■ **Required task**: Please rewrite only the records from the start through the line containing "[(367, 74), (17, 62)]", swapping every "waterfall" for "cascade" and leaving all else unchanged.
■ ■ ■ ■ ■
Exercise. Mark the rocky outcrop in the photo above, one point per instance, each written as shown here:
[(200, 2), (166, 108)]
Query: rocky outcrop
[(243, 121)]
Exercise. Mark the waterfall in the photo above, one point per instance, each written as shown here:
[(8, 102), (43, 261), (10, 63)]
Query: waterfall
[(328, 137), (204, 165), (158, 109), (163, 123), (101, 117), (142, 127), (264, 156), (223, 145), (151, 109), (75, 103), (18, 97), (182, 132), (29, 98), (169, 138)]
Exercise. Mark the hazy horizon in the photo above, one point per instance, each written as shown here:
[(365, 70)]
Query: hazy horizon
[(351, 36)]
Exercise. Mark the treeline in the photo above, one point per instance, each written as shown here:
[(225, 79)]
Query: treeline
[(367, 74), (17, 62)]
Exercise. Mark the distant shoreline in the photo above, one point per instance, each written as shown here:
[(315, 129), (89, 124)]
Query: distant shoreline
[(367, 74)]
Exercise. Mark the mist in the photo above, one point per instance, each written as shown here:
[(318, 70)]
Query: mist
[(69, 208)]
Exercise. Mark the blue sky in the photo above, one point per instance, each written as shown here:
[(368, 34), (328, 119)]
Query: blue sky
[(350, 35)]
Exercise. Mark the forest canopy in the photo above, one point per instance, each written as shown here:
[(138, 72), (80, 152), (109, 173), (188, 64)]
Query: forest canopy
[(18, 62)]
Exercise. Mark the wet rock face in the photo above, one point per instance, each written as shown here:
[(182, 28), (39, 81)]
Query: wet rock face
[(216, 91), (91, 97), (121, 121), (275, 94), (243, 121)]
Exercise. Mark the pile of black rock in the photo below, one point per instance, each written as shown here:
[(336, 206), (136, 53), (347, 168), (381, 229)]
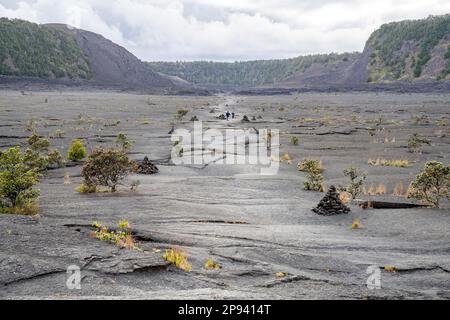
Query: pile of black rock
■ ■ ■ ■ ■
■ **The completed task**:
Exercise. Mark the rocky outcrop in the photo above, one point per instance, each written as shown here:
[(200, 2), (166, 108)]
Query: rocky outcrop
[(243, 121)]
Exercise. Mark the cascade in the photo above, one point per instance, each written as shown here:
[(8, 102), (43, 261), (10, 63)]
Query: cascade
[(328, 137), (204, 165), (158, 109), (163, 123), (101, 117), (142, 127), (264, 156), (223, 145), (151, 109), (75, 103), (18, 97), (182, 132), (29, 98), (169, 138)]
Exercise. Mark the hazy horizon in the photo above, one point per instance, each written as shown here:
[(365, 70)]
Query: hazy horizon
[(351, 36)]
Exercise. Mark the treeline in the photo above, one point per instance, each written as shown here:
[(225, 79)]
Query: treeline
[(367, 74), (17, 62)]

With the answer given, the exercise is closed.